### EXERCISE GOAL
Extract every line of text from the material below, word for word, and leave the pictures out of your answer.

### DATA SHOWN
▬▬▬▬▬▬

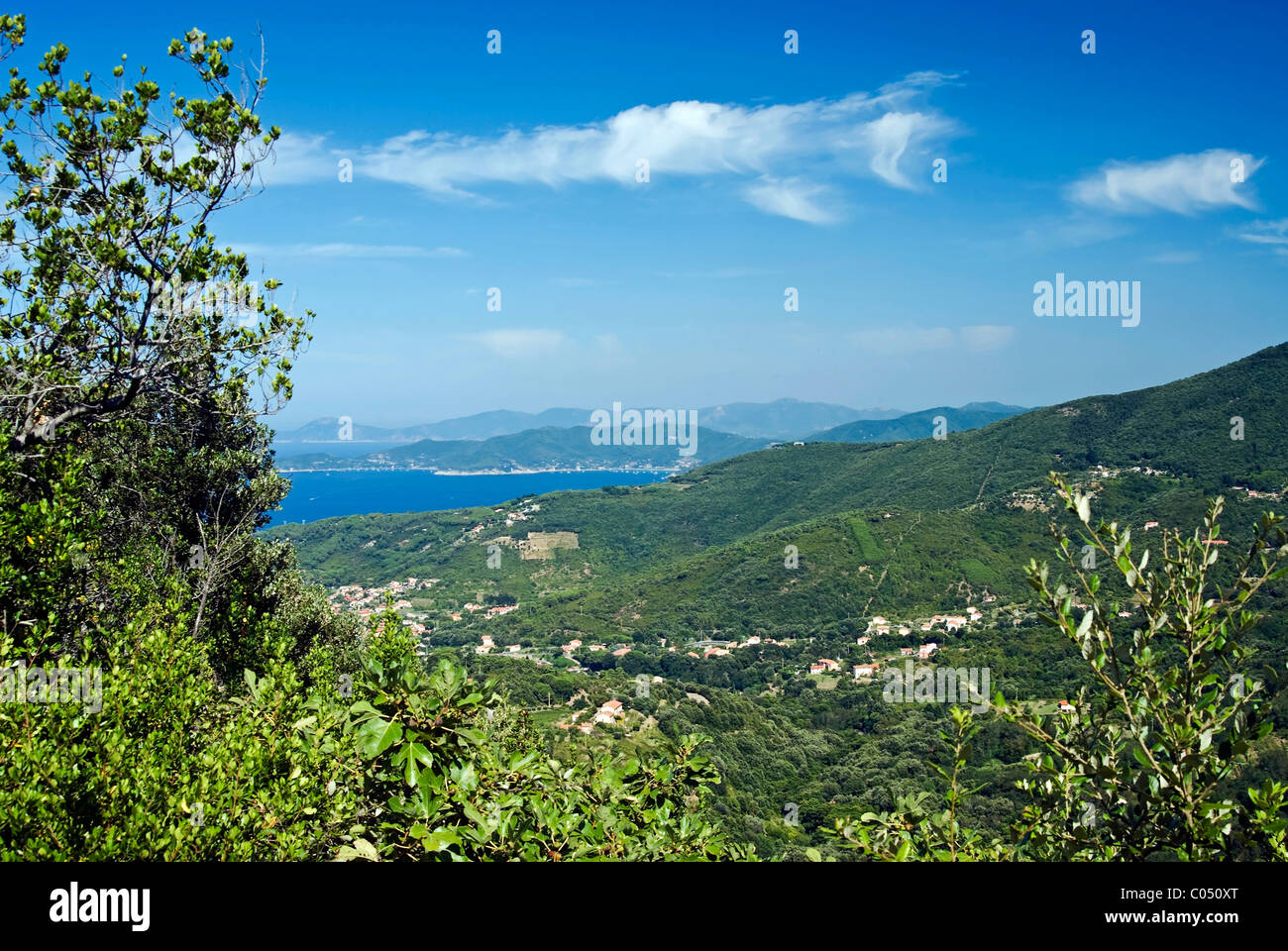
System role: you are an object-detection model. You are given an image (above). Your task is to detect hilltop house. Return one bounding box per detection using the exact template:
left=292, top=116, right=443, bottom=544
left=595, top=699, right=626, bottom=723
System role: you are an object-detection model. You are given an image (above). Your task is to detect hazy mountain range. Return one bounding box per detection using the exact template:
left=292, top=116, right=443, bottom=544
left=268, top=399, right=1024, bottom=473
left=275, top=399, right=905, bottom=446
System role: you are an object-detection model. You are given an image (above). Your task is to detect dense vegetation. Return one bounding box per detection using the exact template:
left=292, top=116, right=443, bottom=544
left=0, top=17, right=744, bottom=860
left=0, top=17, right=1288, bottom=861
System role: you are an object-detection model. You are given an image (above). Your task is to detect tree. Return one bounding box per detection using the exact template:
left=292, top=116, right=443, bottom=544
left=833, top=473, right=1288, bottom=861
left=0, top=18, right=306, bottom=450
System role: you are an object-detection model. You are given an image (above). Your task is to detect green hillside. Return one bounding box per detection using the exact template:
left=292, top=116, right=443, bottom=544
left=277, top=427, right=768, bottom=472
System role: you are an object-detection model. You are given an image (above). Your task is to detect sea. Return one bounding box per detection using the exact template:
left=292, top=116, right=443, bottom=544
left=269, top=471, right=670, bottom=524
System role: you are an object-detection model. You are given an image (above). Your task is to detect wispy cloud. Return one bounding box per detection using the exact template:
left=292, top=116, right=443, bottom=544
left=960, top=324, right=1015, bottom=353
left=458, top=330, right=567, bottom=360
left=1239, top=218, right=1288, bottom=245
left=232, top=243, right=465, bottom=258
left=743, top=178, right=836, bottom=224
left=1145, top=252, right=1199, bottom=264
left=850, top=324, right=1015, bottom=357
left=1068, top=149, right=1265, bottom=215
left=266, top=72, right=957, bottom=223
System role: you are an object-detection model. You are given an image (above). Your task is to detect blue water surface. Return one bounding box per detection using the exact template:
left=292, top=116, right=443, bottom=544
left=270, top=471, right=667, bottom=524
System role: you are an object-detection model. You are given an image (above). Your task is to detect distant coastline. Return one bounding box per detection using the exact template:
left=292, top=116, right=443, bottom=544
left=277, top=466, right=687, bottom=476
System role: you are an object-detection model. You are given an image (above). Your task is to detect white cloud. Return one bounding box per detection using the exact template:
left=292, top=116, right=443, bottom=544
left=850, top=327, right=953, bottom=357
left=266, top=72, right=957, bottom=222
left=1068, top=149, right=1265, bottom=215
left=850, top=324, right=1015, bottom=357
left=1145, top=252, right=1199, bottom=264
left=743, top=178, right=836, bottom=224
left=1239, top=218, right=1288, bottom=245
left=961, top=324, right=1015, bottom=353
left=459, top=330, right=567, bottom=360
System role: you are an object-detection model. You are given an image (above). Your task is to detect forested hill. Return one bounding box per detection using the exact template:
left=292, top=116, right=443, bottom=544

▬▬▬▬▬▬

### EXERCISE SOLUTION
System role: you are an object-detection model. You are given an image (above). Your task is to detect hilltop house. Return one bounding box per detection using the exact template:
left=292, top=116, right=443, bottom=544
left=595, top=699, right=626, bottom=723
System role: you are an object-detection model. You are given an image (above). Your task is to detect hazy mountain range. Return one bounding box per detection using the exact template:
left=292, top=116, right=443, bottom=544
left=268, top=399, right=1024, bottom=473
left=275, top=399, right=905, bottom=446
System role: you are an object-detection model. You are given an image (above). Your task is to detect dense vegetation. Return one bounding box per detection using the exact template:
left=292, top=116, right=443, bottom=544
left=0, top=17, right=744, bottom=860
left=0, top=17, right=1288, bottom=861
System role: you are an object-detection model. You are given an image (above). Your task is to detect tree. Return one bounding box per detection using the exact template:
left=292, top=116, right=443, bottom=544
left=833, top=473, right=1288, bottom=861
left=0, top=18, right=306, bottom=450
System role: you are an object-detection model. You are given an image (above). Your task is to detect green hillside. Return one bounding box per detection using the exact template:
left=292, top=116, right=443, bottom=544
left=277, top=427, right=768, bottom=472
System role: you are an object-detection model. You are given an image (above). Your task is to detect sea. Return one bounding box per detection using the exact template:
left=292, top=116, right=443, bottom=544
left=269, top=471, right=670, bottom=524
System role: you are an object-detection model. You are given an image (above). Your task is to detect wispy cloud. Return one bounding box per detection using the exact template:
left=292, top=116, right=443, bottom=544
left=960, top=324, right=1015, bottom=353
left=458, top=330, right=567, bottom=360
left=1239, top=218, right=1288, bottom=245
left=232, top=243, right=465, bottom=258
left=743, top=178, right=836, bottom=224
left=1145, top=252, right=1199, bottom=264
left=850, top=324, right=1015, bottom=357
left=1068, top=149, right=1265, bottom=215
left=266, top=72, right=957, bottom=223
System role: you are an object-detection model. You are given an image (above). Your task is to detect blue water surface. Return one bounding box per detection using the exact template:
left=292, top=116, right=443, bottom=544
left=270, top=471, right=667, bottom=524
System role: you are an object-detection model. You are given an image (above). Your task is to detect distant coastline. Return one bounding box per detection using the exact template:
left=292, top=116, right=443, bottom=544
left=277, top=466, right=687, bottom=476
System role: you are an object-detection model. You are given an image (above). Your task is to detect white cloud. Return one bounding box per detection using the exact template:
left=292, top=116, right=443, bottom=544
left=850, top=327, right=953, bottom=357
left=266, top=72, right=957, bottom=222
left=1068, top=149, right=1265, bottom=215
left=850, top=324, right=1015, bottom=357
left=1145, top=252, right=1199, bottom=264
left=743, top=178, right=836, bottom=224
left=1239, top=218, right=1288, bottom=245
left=961, top=324, right=1015, bottom=353
left=459, top=330, right=567, bottom=360
System role: you are an object-detection model. You are given an image (above). Your task is to detect forested hill. Return one bounding box per detection using the exact template:
left=292, top=116, right=443, bottom=544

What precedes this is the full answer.